___ Recorded information ___
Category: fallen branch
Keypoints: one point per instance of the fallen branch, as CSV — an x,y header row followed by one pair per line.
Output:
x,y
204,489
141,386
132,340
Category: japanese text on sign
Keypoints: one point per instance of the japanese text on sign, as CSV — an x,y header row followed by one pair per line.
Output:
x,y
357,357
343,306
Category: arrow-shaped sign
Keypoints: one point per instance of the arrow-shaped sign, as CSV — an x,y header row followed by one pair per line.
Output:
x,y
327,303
___
● **Exercise goal**
Can you format every line of the records above as a Markdown table with the columns "No." and "Line," numbering each row and leaving out blank lines?

● **Result of the exercise**
| No. | Line |
|---|---|
| 1 | Category: fallen branch |
| 2 | Keypoints: one point per instance of the fallen branch, as CSV — an x,y header row followed by one pair per line. |
| 3 | Output: |
| 4 | x,y |
| 5 | 204,489 |
| 6 | 141,386 |
| 7 | 132,340 |
| 8 | Category: japanese text on sign |
| 9 | Keypoints: one point per instance of the japanese text on sign, as CSV — an x,y header row followed by one pair per line. |
| 10 | Output: |
| 11 | x,y |
| 12 | 357,357 |
| 13 | 343,306 |
| 14 | Category: arrow-shaped sign |
| 15 | Keypoints: one point per instance of the arrow-shaped sign, as CSV — an x,y header row followed by one pair per line. |
| 16 | Output: |
| 17 | x,y |
| 18 | 327,303 |